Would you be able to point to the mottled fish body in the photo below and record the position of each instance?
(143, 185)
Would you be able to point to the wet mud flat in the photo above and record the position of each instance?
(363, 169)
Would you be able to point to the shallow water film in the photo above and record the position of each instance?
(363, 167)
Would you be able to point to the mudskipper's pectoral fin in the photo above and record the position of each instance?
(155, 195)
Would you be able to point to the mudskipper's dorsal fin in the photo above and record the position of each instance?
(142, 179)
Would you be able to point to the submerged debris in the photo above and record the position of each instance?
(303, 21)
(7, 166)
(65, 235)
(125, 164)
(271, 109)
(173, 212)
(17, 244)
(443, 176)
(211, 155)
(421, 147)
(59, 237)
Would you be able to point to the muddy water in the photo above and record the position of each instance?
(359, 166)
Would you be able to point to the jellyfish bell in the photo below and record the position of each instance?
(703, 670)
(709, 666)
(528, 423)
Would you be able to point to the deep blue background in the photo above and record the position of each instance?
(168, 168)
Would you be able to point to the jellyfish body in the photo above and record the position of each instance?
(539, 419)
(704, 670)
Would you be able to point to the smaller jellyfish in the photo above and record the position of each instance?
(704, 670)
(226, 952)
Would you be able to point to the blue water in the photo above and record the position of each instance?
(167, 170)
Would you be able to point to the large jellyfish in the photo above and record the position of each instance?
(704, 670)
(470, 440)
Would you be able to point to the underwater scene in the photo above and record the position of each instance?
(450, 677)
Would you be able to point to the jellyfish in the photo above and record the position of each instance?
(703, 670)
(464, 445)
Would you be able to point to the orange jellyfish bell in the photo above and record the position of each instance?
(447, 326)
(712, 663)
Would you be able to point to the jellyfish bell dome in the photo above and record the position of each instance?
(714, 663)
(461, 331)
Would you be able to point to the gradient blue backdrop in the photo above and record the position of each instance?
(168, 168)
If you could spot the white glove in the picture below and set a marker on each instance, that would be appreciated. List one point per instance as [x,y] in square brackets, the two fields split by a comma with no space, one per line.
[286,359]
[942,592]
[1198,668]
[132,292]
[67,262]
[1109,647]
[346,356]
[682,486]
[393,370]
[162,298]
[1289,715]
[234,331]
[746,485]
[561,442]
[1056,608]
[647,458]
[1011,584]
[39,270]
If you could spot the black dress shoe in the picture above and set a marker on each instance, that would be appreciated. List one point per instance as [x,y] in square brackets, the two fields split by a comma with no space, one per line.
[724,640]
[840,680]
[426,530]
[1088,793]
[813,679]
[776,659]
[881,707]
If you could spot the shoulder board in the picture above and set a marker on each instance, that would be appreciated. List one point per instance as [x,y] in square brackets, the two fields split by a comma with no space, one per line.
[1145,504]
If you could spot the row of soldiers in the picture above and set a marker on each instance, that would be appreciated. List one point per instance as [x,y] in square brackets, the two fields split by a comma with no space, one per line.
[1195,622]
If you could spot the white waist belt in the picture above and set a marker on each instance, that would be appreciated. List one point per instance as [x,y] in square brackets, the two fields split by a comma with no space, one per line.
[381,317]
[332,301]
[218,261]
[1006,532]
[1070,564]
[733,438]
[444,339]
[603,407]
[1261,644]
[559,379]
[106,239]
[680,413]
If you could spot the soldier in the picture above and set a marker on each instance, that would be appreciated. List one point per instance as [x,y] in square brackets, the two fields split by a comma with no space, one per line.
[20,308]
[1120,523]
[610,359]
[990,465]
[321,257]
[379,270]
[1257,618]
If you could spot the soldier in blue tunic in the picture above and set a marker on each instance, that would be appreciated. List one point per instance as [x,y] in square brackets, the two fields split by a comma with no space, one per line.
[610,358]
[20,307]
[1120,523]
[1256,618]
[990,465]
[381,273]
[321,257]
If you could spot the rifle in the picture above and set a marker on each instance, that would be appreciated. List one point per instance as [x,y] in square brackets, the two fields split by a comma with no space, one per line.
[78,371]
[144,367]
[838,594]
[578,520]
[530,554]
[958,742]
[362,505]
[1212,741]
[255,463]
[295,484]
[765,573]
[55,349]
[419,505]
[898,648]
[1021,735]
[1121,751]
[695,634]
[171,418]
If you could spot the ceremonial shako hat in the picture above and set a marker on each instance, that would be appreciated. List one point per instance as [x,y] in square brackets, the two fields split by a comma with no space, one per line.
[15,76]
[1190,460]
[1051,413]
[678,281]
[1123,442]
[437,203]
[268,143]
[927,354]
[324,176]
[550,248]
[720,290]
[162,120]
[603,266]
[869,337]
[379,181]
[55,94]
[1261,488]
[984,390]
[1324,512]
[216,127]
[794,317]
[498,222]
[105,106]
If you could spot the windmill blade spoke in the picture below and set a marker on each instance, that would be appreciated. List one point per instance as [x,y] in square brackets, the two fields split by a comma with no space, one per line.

* * *

Problem statement → Would you give the material above again, complete and exact?

Response to this exercise →
Would you be able to point to the mottled fish body in the photo below and record the position of each instance?
(143, 185)
Would you be able to point to the wet mud flat in the photo above and record the position of each instance?
(363, 169)
Would you be able to point to the shallow water film in the photo above and record the position of each instance?
(363, 167)
Would you be able to point to the mudskipper's pectoral fin in the photo above and record the position of each instance?
(155, 195)
Would you be able to point to the mudskipper's dorsal fin in the photo above and record the position of each instance?
(142, 179)
Would you be able to point to the submerged debris in the photo above and record the position of each instance?
(303, 21)
(7, 166)
(65, 235)
(125, 164)
(271, 109)
(173, 212)
(17, 244)
(443, 176)
(211, 155)
(421, 147)
(59, 237)
Would you be able to point to the muddy water in the photo above and record the position of each instance?
(359, 166)
Would you be able to point to the jellyfish bell in the photo below and record the position of each instance?
(703, 670)
(709, 666)
(528, 423)
Would you be able to point to the deep blue background in the photo above and record the position of each instance?
(168, 168)
Would you be able to point to the jellyfish body in the photo above and record the position of each instance?
(539, 419)
(704, 670)
Would you be able to point to the smaller jellyfish in the photo above and record the position of each instance?
(704, 670)
(226, 952)
Would you be able to point to the blue water in the photo above and record the position of each instance?
(167, 170)
Would you be able to point to the large jellyfish in the photo above and record the position of each instance?
(704, 670)
(470, 440)
Would you be able to point to the underwater scene in the photo above and record the position of each instance?
(450, 677)
Would you be able to point to the jellyfish in the photo above and record the position of each instance?
(703, 670)
(464, 445)
Would you be able to point to the orange jellyfish bell in the photo above and record the position of each instance?
(447, 326)
(712, 663)
Would you be able to point to the jellyfish bell dome in the photo above and record the position of each instance?
(714, 663)
(461, 331)
Would you be able to point to the gradient blue backdrop in the photo above and record the position of each instance?
(168, 168)
If you could spot the white glove in the picture below and set a marker on each instance, that would be appreciated. List one point per instance as [x,y] in square brackets, the two fields split by a comma with no space, one per line.
[286,359]
[942,592]
[1198,668]
[132,292]
[67,262]
[1109,647]
[346,356]
[682,486]
[393,370]
[162,298]
[1289,715]
[234,331]
[746,485]
[561,442]
[1056,608]
[647,458]
[1011,584]
[39,270]
If you could spot the black dress shoe in the picture above and set a marker on each instance, that would be appreciated. List one point per instance as [x,y] in square brackets, the two fields split by a comma with no space, one per line.
[724,640]
[840,680]
[426,530]
[1088,793]
[813,679]
[776,659]
[881,707]
If you could spot the shoulder board in the picture above and set a marker on each instance, that would be appreciated. List one point per instance as [x,y] in square brackets, the two fields split by a comma with no space, one per line.
[1145,504]
If you could spot the row of soldiers in the picture above and set a marker on each instance, that would be appreciated. List one point per instance as [x,y] in square brackets, the two fields split by a comma with no space, one per line.
[1195,622]
If you could spot the white waist belt in the picture above and set a marker on each instance, that would be appreciated. List one point per instance as [x,y] in square brackets, the two fields split by a comma with no space, one per line.
[381,317]
[332,301]
[218,261]
[1006,532]
[1070,564]
[733,438]
[444,339]
[603,407]
[1261,644]
[559,379]
[106,239]
[680,413]
If you could spot the soldier in the picture above and set a marker on each instance, that would be appreciated. List one point per instance as [x,y] in square brackets, the two fields split by a comma with no space, one per line.
[20,308]
[1120,523]
[610,359]
[990,465]
[321,257]
[379,270]
[1257,618]
If you could spot the soldier in blue tunic in the picture above and set a marker on each instance, that would be appreciated. List one point per instance as [x,y] in square brackets, the two fields split by a comma with no space, one per line.
[610,358]
[20,307]
[1120,523]
[1256,618]
[990,465]
[381,273]
[321,257]
If you could spot the rifle in the picture above and set a marker on each instance, that would be appreciated. List one point per instance as [x,y] in square brackets, the two fields split by a comma with no space, one per line.
[78,371]
[144,367]
[838,594]
[578,520]
[530,554]
[958,742]
[362,505]
[1212,741]
[255,463]
[295,484]
[765,573]
[55,349]
[419,505]
[898,648]
[1021,735]
[1121,751]
[695,634]
[171,418]
If you could spot the ceremonial shako hat in the picture above and set a marker on each instance, that would be appreciated. List one point per instance as [x,y] in square brackets, the two fields split by a comma with no space, one per line.
[15,76]
[1190,460]
[1051,413]
[678,281]
[1123,442]
[437,203]
[268,143]
[927,354]
[324,176]
[550,248]
[720,290]
[162,120]
[603,266]
[869,337]
[379,181]
[55,94]
[1261,488]
[984,390]
[1324,512]
[216,127]
[794,317]
[498,222]
[105,106]
If you could spot the windmill blade spoke in the picture below and set a marker on each instance, that would be appreciated. List one point per instance as [x,y] in square brackets, the two fields split by a comma with no space, one per line.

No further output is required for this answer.